It's cliche, I know, but everything has changed--the whole way that I see the world. Yellow lights mean slow down, not speed up, because she's in the backseat. Abraham had faith that I could never match, because laying down your own life is easy--laying down your child's is incomprehensible. We're starting a savings account for her; if we put in just $100 a month from now until she's 18, she'll have over $21,000 waiting for her, for college or whatever else she needs. I want to give her everything. I want to be the best and godliest mother I can.
She doesn't do anything special, but everything that she does is special. She snorts when she gets really upset. Her second toes are longer than her first toes, just like mine. She loves to have her back patted and it calms her instantly. She has slate-blue eyes (they'll turn brown, I'm sure). She gets the hiccups, and I remember feeling them in my belly; she stretches, and I remember feeling her feet push into my ribs (she's lost weight since she was born, so she was actually bigger than this when she was in my belly--mind-blowing!). She grabs my finger with a surprisingly strong grip. She makes this "whistle face" where she raises her eyebrows and puckers her lips. In the first few days, I sobbed uncontrollably at least a few times when I thought about her not being this tiny forever. It's gotten a little easier--I still wish she wouldn't grow up so quickly, but I know that I'm going to love every minute of watching her grow and learn and become a beautiful young lady.

Rows from a dataset ▸
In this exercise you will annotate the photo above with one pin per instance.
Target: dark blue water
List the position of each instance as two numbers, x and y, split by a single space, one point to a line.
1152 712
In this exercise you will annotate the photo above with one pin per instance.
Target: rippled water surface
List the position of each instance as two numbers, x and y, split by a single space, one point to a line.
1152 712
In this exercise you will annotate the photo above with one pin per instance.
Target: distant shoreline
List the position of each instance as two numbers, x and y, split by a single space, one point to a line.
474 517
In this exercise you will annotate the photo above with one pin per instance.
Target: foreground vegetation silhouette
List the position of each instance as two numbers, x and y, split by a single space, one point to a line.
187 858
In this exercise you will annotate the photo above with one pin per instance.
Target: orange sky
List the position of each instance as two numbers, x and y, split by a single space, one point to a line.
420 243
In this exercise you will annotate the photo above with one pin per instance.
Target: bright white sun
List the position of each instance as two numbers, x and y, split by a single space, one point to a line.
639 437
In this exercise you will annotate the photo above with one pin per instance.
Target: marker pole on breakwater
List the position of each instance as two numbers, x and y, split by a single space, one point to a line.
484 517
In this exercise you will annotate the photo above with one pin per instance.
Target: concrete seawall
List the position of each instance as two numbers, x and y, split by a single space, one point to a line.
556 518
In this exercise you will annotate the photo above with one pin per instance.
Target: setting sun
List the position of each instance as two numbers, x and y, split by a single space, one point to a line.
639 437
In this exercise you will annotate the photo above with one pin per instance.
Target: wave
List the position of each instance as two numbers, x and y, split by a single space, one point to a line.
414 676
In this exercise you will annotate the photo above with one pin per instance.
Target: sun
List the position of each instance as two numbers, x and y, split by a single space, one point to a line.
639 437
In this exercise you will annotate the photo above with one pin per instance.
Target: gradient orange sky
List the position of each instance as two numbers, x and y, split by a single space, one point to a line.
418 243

TASK REQUIREMENTS ▸
**1)** Please repeat the part of the passage about the new baby that opens with the words containing "It's cliche, I" and closes with "mother I can.".
**2)** Carry on the passage about the new baby from its last sentence.
The rows are separate material, apart from the passage about the new baby.

WRITTEN ANSWERS ▸
**1)**
It's cliche, I know, but everything has changed--the whole way that I see the world. Yellow lights mean slow down, not speed up, because she's in the backseat. Abraham had faith that I could never match, because laying down your own life is easy--laying down your child's is incomprehensible. We're starting a savings account for her; if we put in just $100 a month from now until she's 18, she'll have over $21,000 waiting for her, for college or whatever else she needs. I want to give her everything. I want to be the best and godliest mother I can.

**2)**
Except for my new supermodel boobs, my body is quickly returning to normal. I've lost 24 of the 30 lbs that I gained while pregnant, all swelling is gone, and the small injuries I sustained from labor are almost healed. My stomach isn't as flat as it used to be, but it HAS only been a week, and I could still easily wear a two-piece swimsuit. I can't wait to get the okay from my doctor to start working out again. It's amazing to not be pregnant anymore--to drink white wine, sleep on my back, and do everyday things without getting tired.
Everyone tells you how hard the first few weeks will be, but they have honestly been wonderful. Alma is the perfect baby; she only cries when she's dirty, hungry, or wants to be snuggled, all of which are easily fixed, and she typically only wakes us up 2-4 times a night. We're tired, but not nearly as much as we expected to be. We've passed some late-night feedings with movies (Rise of the Planet of the Apes at 5AM, for example). She had her first doctor's appointment and everything looks great. Breastfeeding has come really naturally to Alma and me, and I love having that intimacy with her. We've gotten into the hang of packing up our little family when it's time to go somewhere. I've even managed to mostly stay on top of the housework. I'm sure things will get harder once Alan goes back to work, but for now, I'm just enjoying this time.
People have been really great. We've had some lovely visitors, a few free meals, flowers and a fruit basket from Alan's work, and a lot of generosity and well-wishes. We finally found out who is in our Foundations group, so a few of the couples (the Millers and the Scholzs and us) decided to get together for dinner, and it was really nice. These past few weeks have also been great for sports; the Rangers and the Horns are both taking care of business and I'm excited to see where both go.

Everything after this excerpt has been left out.